Directive:
In the material below, give back only the part that opens with the line containing "Exercise. Point out the dishwasher" and closes with the line containing "Exercise. Point out the patterned", renaming "cabinet door" to "cupboard door" and leaving everything else unchanged.

Data to use:
■ ■ ■

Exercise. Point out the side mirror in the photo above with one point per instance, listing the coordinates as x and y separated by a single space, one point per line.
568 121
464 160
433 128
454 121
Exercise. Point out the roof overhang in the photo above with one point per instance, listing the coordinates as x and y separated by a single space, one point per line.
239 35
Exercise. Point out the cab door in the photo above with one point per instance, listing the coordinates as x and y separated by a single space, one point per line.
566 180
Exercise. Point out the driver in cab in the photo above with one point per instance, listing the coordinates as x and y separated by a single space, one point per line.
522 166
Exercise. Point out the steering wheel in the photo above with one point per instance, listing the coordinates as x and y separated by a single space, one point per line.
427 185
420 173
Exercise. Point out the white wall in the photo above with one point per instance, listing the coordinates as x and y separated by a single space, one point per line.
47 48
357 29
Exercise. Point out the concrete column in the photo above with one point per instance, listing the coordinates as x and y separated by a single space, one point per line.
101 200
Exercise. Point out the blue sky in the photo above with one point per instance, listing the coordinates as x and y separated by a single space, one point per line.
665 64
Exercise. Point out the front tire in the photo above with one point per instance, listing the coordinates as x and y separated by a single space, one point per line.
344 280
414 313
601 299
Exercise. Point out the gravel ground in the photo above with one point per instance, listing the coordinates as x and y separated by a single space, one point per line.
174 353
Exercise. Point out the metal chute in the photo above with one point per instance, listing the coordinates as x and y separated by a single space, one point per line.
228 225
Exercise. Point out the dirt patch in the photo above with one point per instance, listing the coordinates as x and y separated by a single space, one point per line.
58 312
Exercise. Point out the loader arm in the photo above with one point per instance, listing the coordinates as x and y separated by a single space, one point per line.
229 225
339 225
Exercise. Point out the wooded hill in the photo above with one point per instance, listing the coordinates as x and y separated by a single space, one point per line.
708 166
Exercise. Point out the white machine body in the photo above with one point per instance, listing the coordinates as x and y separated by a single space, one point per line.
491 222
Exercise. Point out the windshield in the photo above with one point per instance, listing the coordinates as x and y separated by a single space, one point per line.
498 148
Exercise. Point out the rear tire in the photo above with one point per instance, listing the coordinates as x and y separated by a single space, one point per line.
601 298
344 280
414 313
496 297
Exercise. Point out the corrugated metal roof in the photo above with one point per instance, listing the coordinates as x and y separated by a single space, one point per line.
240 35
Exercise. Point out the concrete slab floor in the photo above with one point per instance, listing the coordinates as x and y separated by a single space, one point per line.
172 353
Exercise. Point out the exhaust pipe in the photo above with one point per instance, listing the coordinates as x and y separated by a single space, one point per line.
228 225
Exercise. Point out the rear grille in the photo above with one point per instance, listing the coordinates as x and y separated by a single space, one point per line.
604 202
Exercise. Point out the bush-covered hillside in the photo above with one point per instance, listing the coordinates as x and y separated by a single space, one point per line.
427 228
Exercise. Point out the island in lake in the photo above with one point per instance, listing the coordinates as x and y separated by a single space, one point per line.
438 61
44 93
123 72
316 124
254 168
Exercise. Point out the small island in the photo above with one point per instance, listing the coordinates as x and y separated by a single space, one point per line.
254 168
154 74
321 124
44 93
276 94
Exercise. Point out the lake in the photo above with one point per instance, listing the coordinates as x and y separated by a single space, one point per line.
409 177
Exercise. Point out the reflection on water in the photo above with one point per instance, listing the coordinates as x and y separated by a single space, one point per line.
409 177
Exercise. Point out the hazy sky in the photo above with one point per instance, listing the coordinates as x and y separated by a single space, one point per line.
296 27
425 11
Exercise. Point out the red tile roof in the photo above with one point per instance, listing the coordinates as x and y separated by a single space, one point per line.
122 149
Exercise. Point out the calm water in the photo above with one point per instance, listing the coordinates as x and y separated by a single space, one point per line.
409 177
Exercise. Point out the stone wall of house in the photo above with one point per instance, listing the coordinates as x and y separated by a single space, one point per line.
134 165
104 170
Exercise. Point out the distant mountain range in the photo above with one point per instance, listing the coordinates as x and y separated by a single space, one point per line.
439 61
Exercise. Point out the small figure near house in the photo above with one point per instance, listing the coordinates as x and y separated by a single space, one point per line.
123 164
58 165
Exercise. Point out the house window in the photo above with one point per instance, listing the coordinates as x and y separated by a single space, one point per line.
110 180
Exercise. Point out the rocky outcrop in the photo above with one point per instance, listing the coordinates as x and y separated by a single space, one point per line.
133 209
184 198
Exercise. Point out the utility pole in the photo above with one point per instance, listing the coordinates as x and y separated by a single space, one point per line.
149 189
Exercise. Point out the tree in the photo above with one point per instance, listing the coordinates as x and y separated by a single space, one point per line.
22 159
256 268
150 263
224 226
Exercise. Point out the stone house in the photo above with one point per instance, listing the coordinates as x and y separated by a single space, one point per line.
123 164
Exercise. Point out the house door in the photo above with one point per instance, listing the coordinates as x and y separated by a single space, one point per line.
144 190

■ ■ ■

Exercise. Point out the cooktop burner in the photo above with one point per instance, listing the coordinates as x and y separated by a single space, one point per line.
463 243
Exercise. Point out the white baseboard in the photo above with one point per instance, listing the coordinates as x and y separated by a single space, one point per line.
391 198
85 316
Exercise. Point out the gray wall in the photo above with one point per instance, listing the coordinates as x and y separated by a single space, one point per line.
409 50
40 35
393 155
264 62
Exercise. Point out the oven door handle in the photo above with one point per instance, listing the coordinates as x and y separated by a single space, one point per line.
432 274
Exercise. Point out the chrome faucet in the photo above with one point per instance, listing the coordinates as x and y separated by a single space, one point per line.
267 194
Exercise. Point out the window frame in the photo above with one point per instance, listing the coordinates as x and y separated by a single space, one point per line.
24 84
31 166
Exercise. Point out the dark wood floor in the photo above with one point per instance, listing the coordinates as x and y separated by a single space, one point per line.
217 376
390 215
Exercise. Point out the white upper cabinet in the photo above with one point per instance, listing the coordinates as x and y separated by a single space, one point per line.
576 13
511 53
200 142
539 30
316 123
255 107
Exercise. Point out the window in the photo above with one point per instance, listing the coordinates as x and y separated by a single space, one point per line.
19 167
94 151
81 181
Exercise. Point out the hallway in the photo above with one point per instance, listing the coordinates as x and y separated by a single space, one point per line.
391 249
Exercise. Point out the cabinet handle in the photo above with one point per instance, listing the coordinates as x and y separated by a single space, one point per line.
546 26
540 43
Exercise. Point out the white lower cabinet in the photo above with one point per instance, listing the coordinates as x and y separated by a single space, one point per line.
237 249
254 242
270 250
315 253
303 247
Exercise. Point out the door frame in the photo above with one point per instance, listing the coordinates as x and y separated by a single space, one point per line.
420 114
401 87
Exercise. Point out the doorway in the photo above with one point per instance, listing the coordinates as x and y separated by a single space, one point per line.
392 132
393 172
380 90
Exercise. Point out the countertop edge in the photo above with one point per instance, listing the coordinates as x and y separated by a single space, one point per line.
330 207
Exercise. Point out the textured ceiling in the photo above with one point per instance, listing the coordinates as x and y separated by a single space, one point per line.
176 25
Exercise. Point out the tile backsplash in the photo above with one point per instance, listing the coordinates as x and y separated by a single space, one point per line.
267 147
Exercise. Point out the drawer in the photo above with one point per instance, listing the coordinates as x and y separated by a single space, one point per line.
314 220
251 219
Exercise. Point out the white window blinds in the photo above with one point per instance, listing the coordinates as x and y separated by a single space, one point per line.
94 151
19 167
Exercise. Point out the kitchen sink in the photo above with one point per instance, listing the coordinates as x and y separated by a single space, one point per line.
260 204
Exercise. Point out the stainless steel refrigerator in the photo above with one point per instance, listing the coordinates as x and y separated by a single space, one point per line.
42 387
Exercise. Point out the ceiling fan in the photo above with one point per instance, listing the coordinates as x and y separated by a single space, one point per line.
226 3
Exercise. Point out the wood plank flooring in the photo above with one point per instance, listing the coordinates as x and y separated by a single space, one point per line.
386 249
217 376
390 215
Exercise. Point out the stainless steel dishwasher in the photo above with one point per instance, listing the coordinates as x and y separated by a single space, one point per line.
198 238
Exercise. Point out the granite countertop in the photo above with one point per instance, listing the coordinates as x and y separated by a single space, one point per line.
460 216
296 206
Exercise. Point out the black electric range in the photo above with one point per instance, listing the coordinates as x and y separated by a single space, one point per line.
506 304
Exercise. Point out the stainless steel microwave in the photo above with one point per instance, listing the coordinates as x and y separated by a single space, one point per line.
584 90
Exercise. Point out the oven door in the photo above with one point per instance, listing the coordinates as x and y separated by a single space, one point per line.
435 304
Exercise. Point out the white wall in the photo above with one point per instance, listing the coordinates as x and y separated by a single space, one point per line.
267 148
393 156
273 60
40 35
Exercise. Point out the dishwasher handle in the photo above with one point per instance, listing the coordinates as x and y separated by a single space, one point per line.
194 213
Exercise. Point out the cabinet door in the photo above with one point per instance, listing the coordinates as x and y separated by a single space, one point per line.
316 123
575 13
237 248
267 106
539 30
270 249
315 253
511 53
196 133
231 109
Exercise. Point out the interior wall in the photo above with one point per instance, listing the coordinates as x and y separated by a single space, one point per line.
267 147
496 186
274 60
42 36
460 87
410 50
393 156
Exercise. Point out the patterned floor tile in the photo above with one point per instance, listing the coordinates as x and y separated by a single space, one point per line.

■ ■ ■

Completed task:
Exercise. Point out the dishwasher handle in the photo above with one point per instance, listing the coordinates as x and y separated by a single space, one point per line.
194 213
Exercise. Point out the cupboard door in the photo above with one point per instance, listing the coordinates as x and y separated by a single space, one point per line.
316 123
575 13
237 248
267 106
539 30
270 249
315 253
511 53
196 133
231 109
Exercise. Point out the interior wall in the photo above with one point per instance, listing the coordinates as x and y separated by a single space, one point per line.
267 147
496 186
274 60
42 36
460 87
410 50
393 156
Exercise. Point out the patterned floor tile in the photo above with one point per instance, listing the coordinates as x and y separated by a single space, one point per line.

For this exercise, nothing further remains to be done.